▸ Goal
Take the records below and extract, word for word, the lines from the one containing "Provide the polygon of every instance of the cellophane-wrapped" through the final line, inclusive. Omit pictures.

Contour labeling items

_ _ _ _

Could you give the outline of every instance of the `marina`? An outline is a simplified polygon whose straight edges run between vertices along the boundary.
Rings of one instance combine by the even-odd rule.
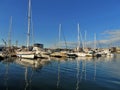
[[[0,1],[0,90],[119,90],[119,21],[120,1]]]
[[[120,57],[7,58],[0,62],[0,90],[119,90]]]

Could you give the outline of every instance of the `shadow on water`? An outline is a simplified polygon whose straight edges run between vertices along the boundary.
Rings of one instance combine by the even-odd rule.
[[[34,76],[34,72],[38,72],[41,70],[42,67],[45,65],[50,64],[50,60],[48,59],[20,59],[20,58],[6,58],[1,61],[1,63],[5,66],[5,74],[4,74],[4,85],[1,87],[0,90],[13,90],[13,88],[9,85],[9,69],[11,64],[19,65],[21,68],[24,69],[24,90],[32,90],[32,78]],[[30,70],[29,70],[30,69]],[[11,72],[10,72],[11,73]],[[23,84],[23,83],[22,83]],[[17,88],[17,86],[13,86]],[[17,88],[17,90],[21,90],[21,88]]]

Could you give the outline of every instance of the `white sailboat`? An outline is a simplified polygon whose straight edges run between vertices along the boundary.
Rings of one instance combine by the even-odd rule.
[[[78,57],[85,57],[86,53],[80,52],[80,26],[78,24],[78,46],[77,46],[77,52],[75,53]]]
[[[29,50],[30,43],[30,25],[31,25],[31,0],[29,0],[28,6],[28,32],[27,32],[27,49],[23,51],[16,51],[16,55],[20,58],[30,58],[35,57],[35,52]]]

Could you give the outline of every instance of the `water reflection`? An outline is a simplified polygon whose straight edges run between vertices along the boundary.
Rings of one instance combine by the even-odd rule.
[[[88,90],[86,87],[92,85],[92,90],[97,90],[98,87],[105,89],[105,85],[117,86],[119,84],[115,81],[120,80],[118,57],[53,58],[51,60],[10,58],[0,63],[4,71],[0,74],[3,75],[4,79],[1,78],[1,81],[3,79],[4,82],[0,84],[4,90],[12,90],[14,87],[19,89],[11,84],[11,82],[17,83],[18,81],[22,82],[20,85],[22,90],[35,90],[36,87],[38,90]]]

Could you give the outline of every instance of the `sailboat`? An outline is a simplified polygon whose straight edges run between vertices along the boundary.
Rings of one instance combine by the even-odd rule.
[[[16,55],[20,58],[35,58],[35,52],[29,50],[30,43],[30,25],[31,25],[31,0],[29,0],[28,6],[28,32],[27,32],[27,49],[16,51]]]
[[[86,53],[80,52],[80,26],[78,24],[78,46],[77,46],[77,52],[75,53],[78,57],[85,57]]]

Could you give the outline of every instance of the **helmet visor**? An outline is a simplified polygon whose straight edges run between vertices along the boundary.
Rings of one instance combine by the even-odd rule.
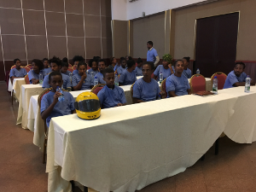
[[[81,112],[95,112],[101,108],[101,103],[99,100],[88,99],[80,102],[75,102],[75,109]]]

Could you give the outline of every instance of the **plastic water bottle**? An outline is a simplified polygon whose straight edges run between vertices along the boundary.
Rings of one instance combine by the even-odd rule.
[[[247,79],[246,79],[246,85],[245,85],[245,89],[244,91],[247,93],[250,92],[250,84],[251,84],[251,79],[249,77],[249,75],[247,75]]]
[[[218,79],[215,76],[212,81],[212,93],[218,94]]]
[[[39,73],[39,84],[43,84],[43,74],[42,74],[42,73]]]
[[[61,95],[58,98],[59,102],[63,102],[65,98],[64,98],[64,95],[63,95],[62,90],[59,86],[57,86],[57,90],[56,90],[59,91],[60,93],[61,93]]]
[[[119,76],[117,75],[117,73],[115,73],[115,75],[114,75],[114,85],[116,85],[116,86],[119,85]]]
[[[163,82],[163,73],[160,73],[159,75],[159,83],[161,84]]]
[[[99,84],[97,77],[94,77],[94,85],[97,85]]]
[[[199,68],[197,68],[197,70],[196,70],[196,74],[200,74],[200,70],[199,70]]]

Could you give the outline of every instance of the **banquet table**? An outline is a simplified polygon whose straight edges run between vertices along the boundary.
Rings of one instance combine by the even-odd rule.
[[[20,88],[22,84],[26,84],[24,78],[14,79],[13,84],[11,83],[10,79],[9,79],[8,91],[10,91],[12,96],[14,90],[18,101],[20,99]]]
[[[102,109],[96,120],[53,118],[48,190],[69,191],[70,180],[101,192],[139,190],[193,166],[223,131],[251,143],[256,141],[256,87],[251,90],[237,87]]]

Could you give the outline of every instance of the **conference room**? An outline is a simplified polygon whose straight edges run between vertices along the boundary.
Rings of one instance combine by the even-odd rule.
[[[255,6],[0,1],[0,191],[256,191]]]

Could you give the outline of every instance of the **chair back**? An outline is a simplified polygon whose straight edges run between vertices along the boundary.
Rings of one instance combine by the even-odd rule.
[[[206,79],[201,74],[193,75],[189,79],[189,84],[192,93],[207,90]]]
[[[25,79],[25,83],[26,83],[26,84],[30,84],[30,81],[29,81],[28,75],[25,75],[24,79]]]
[[[161,84],[161,90],[162,90],[162,91],[165,91],[166,96],[167,96],[167,91],[166,91],[166,79],[167,79],[167,78],[166,78],[166,79],[162,81],[162,84]]]
[[[213,79],[214,77],[217,76],[218,79],[218,90],[223,90],[224,85],[225,84],[227,75],[222,72],[217,72],[214,74],[212,74],[211,78],[211,82],[212,82],[212,87],[213,84]]]
[[[106,84],[98,84],[97,85],[95,85],[90,92],[93,92],[94,94],[96,94],[96,96],[98,95],[98,92],[100,92],[100,90],[106,85]]]

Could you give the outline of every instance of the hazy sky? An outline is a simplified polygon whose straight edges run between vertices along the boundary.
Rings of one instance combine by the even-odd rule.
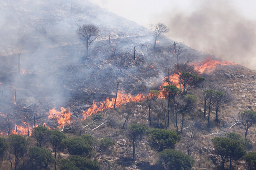
[[[164,23],[170,38],[256,68],[256,1],[91,0],[147,28]]]

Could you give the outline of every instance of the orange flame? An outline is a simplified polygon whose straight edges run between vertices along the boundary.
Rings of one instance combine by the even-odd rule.
[[[16,123],[15,123],[15,128],[12,131],[12,134],[14,134],[16,135],[20,135],[22,136],[25,136],[28,135],[28,127],[26,126],[24,127],[23,126],[18,126],[16,125]],[[16,128],[17,128],[17,132],[16,132]],[[30,135],[32,134],[32,131],[33,128],[32,127],[28,127],[28,129],[29,131],[29,135]]]
[[[48,118],[54,119],[58,121],[59,128],[69,124],[72,119],[70,116],[72,115],[72,113],[68,112],[70,109],[67,109],[67,109],[61,107],[60,109],[61,111],[59,111],[56,110],[55,108],[50,109],[49,111],[49,115],[48,116]]]
[[[202,62],[193,63],[191,64],[195,66],[196,69],[198,70],[201,74],[203,73],[209,73],[214,70],[217,67],[219,66],[226,66],[226,65],[237,65],[234,62],[224,61],[221,61],[217,60],[213,60],[210,57],[209,57]]]
[[[136,96],[133,97],[130,94],[122,94],[118,92],[116,98],[116,107],[119,107],[123,104],[131,102],[139,102],[144,99],[145,97],[142,94],[138,94]],[[90,107],[87,111],[84,111],[82,114],[84,116],[84,119],[90,116],[93,113],[96,113],[98,111],[102,111],[105,109],[110,109],[114,108],[115,102],[115,98],[113,97],[109,99],[107,97],[106,101],[103,101],[100,102],[100,106],[97,105],[97,102],[94,101],[93,102],[92,106]]]
[[[44,126],[44,127],[46,127],[48,128],[49,129],[49,130],[51,129],[51,128],[50,127],[49,127],[47,125],[46,125],[46,123],[45,122],[43,123],[43,126]]]

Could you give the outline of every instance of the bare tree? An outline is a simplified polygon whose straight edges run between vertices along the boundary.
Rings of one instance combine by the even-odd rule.
[[[88,49],[91,43],[95,40],[100,38],[100,29],[94,25],[83,24],[78,27],[77,32],[79,38],[86,43],[86,55],[88,57]]]
[[[151,115],[150,111],[153,102],[157,97],[160,92],[158,90],[151,90],[147,94],[145,101],[149,107],[149,126],[151,126]]]
[[[114,108],[116,108],[116,99],[117,97],[117,92],[118,92],[118,85],[119,84],[124,81],[124,79],[122,78],[118,78],[117,81],[116,82],[116,97],[115,97],[115,103],[114,105]]]
[[[163,23],[158,23],[153,26],[153,24],[150,25],[150,28],[153,31],[155,36],[155,42],[154,45],[154,50],[156,49],[156,43],[158,36],[161,34],[169,31],[169,29]]]
[[[216,116],[215,116],[215,121],[218,121],[218,111],[220,108],[228,106],[235,100],[235,97],[228,89],[225,88],[222,86],[218,87],[218,90],[224,93],[224,95],[220,96],[217,99],[216,103]]]
[[[183,73],[189,73],[197,76],[200,75],[200,73],[195,69],[193,65],[188,64],[189,60],[189,59],[186,60],[184,63],[175,63],[173,67],[174,73],[179,76],[180,89],[181,88],[182,74]]]
[[[174,44],[170,46],[171,52],[172,53],[174,58],[177,60],[176,64],[179,63],[179,61],[183,59],[186,55],[186,50],[184,49],[183,47],[177,46],[177,45],[180,42],[175,43],[174,42]]]

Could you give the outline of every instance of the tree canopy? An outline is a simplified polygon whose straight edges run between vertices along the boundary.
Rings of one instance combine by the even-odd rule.
[[[221,169],[225,169],[225,163],[232,160],[242,158],[245,153],[245,146],[238,140],[223,137],[215,137],[212,139],[215,150],[211,151],[216,160],[221,164]]]
[[[147,127],[140,124],[131,124],[128,127],[127,135],[133,146],[132,159],[135,159],[135,145],[139,141],[147,130]]]
[[[181,136],[172,130],[153,129],[148,132],[152,147],[159,151],[166,149],[174,149]]]
[[[78,155],[71,155],[68,160],[63,159],[59,166],[60,170],[98,170],[98,162]]]
[[[39,147],[41,147],[41,144],[49,137],[49,132],[48,128],[44,126],[40,126],[33,128],[32,135],[37,141],[37,146],[39,144]]]
[[[195,162],[189,155],[171,149],[160,152],[159,157],[164,167],[168,170],[189,170]]]
[[[250,170],[256,170],[256,152],[248,152],[245,154],[244,158]]]
[[[39,169],[46,168],[49,163],[54,160],[50,151],[37,146],[30,147],[28,156],[33,169],[36,169],[38,167]]]
[[[249,128],[256,125],[256,112],[251,110],[245,110],[240,113],[240,114],[241,122],[245,130],[244,137],[246,138]]]

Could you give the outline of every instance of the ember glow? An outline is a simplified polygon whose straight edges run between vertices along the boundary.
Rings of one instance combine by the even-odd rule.
[[[195,69],[198,70],[200,73],[202,73],[211,72],[219,66],[235,65],[237,64],[229,61],[221,61],[217,60],[212,60],[210,57],[209,57],[206,58],[203,62],[192,63],[191,64],[194,65]],[[153,66],[150,65],[149,66],[155,69]],[[174,74],[170,76],[169,78],[169,80],[172,82],[173,84],[176,85],[177,87],[179,88],[179,76],[177,75]],[[168,85],[167,82],[164,82],[162,84],[159,88],[160,90],[163,86],[167,85]],[[182,88],[182,87],[181,87]],[[162,99],[164,97],[162,92],[160,91],[158,98]],[[118,107],[128,102],[140,101],[144,98],[145,96],[142,94],[138,94],[135,97],[133,97],[130,94],[123,94],[118,92],[116,106],[116,107]],[[114,108],[114,98],[112,98],[111,99],[110,99],[108,97],[106,99],[106,101],[101,101],[99,103],[98,103],[94,101],[92,106],[88,109],[87,111],[84,111],[83,112],[82,115],[84,116],[84,119],[85,119],[92,114],[96,113],[98,111],[102,111],[105,109],[112,109]]]
[[[138,94],[137,95],[133,97],[130,94],[123,94],[118,92],[116,107],[120,106],[122,104],[128,102],[139,102],[141,101],[144,98],[145,96],[142,94]],[[93,101],[92,106],[88,109],[87,111],[84,111],[83,112],[82,114],[84,116],[84,119],[86,119],[87,117],[90,116],[93,113],[96,113],[98,111],[102,111],[105,109],[113,108],[114,102],[115,98],[114,97],[111,98],[111,99],[107,97],[105,101],[101,101],[98,104],[97,102]]]
[[[16,135],[20,135],[22,136],[26,136],[28,135],[28,126],[19,126],[16,125],[15,125],[14,129],[11,131],[11,134],[14,134]],[[31,135],[33,128],[32,127],[28,127],[28,130],[29,131],[29,135]]]
[[[217,60],[213,60],[211,57],[209,57],[202,62],[192,63],[191,64],[195,66],[196,69],[199,71],[202,74],[202,73],[210,72],[220,66],[237,65],[237,64],[234,62],[227,61],[221,61]]]
[[[48,118],[56,120],[59,124],[59,128],[69,124],[72,120],[70,116],[72,115],[72,113],[68,111],[70,110],[70,109],[66,109],[61,107],[60,108],[61,111],[60,111],[56,110],[54,108],[50,109],[49,115],[48,116]]]
[[[44,127],[46,127],[48,128],[49,129],[49,130],[51,129],[51,128],[50,127],[49,127],[49,126],[46,125],[46,123],[45,122],[43,123],[43,126],[44,126]]]

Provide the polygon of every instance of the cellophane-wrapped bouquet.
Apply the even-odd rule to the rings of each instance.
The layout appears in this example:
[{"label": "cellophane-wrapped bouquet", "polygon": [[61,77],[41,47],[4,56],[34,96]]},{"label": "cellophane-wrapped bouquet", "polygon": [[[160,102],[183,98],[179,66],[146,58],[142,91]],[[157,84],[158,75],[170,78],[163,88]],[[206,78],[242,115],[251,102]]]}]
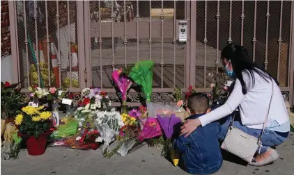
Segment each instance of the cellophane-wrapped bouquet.
[{"label": "cellophane-wrapped bouquet", "polygon": [[96,141],[103,142],[103,155],[109,156],[109,153],[107,149],[109,147],[109,144],[116,140],[119,134],[120,128],[125,125],[121,114],[114,110],[111,111],[98,111],[94,124],[101,135]]}]

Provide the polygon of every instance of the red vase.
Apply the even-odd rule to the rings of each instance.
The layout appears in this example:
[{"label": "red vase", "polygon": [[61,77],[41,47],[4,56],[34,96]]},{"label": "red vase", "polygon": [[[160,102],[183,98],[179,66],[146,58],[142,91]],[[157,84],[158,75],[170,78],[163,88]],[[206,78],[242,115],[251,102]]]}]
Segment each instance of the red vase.
[{"label": "red vase", "polygon": [[35,136],[30,136],[26,140],[28,153],[31,156],[42,155],[46,150],[47,136],[40,135],[37,139]]},{"label": "red vase", "polygon": [[41,134],[38,138],[33,135],[20,134],[22,138],[25,138],[28,153],[31,156],[43,154],[46,150],[47,137],[50,131]]}]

_ _ _ _

▸ Task solution
Provide the polygon of every instance of the cellophane-wrapped bouquet.
Apply the even-odd rule to the rings of each instance.
The layout appears in this example:
[{"label": "cellophane-wrapped bouquet", "polygon": [[61,77],[41,47],[4,56],[34,96]]},{"label": "cellophane-wrapped bouquet", "polygon": [[[160,102],[183,98],[179,66],[146,58],[142,91]],[[157,84],[158,75],[170,78],[163,88]],[[206,78],[242,115],[251,102]]]}]
Segment each instance of the cellophane-wrapped bouquet.
[{"label": "cellophane-wrapped bouquet", "polygon": [[96,141],[103,142],[103,155],[109,156],[109,153],[107,149],[109,147],[109,144],[116,140],[119,134],[120,128],[125,125],[121,114],[114,110],[111,111],[98,111],[94,124],[101,135]]}]

Provide the polygon of every instance of the red vase.
Apply the even-odd rule to the rings of each instance.
The layout appears in this example:
[{"label": "red vase", "polygon": [[61,77],[41,47],[4,56],[34,96]]},{"label": "red vase", "polygon": [[[160,102],[183,98],[179,66],[146,58],[142,91]],[[157,84],[158,75],[170,78],[163,88]],[[206,78],[242,115],[251,102]]]}]
Segment each instance of the red vase.
[{"label": "red vase", "polygon": [[35,136],[30,136],[26,140],[28,153],[31,156],[42,155],[46,150],[47,136],[40,135],[37,139]]},{"label": "red vase", "polygon": [[41,134],[38,138],[33,135],[20,134],[22,138],[25,138],[28,153],[31,156],[43,154],[46,150],[47,137],[50,131]]}]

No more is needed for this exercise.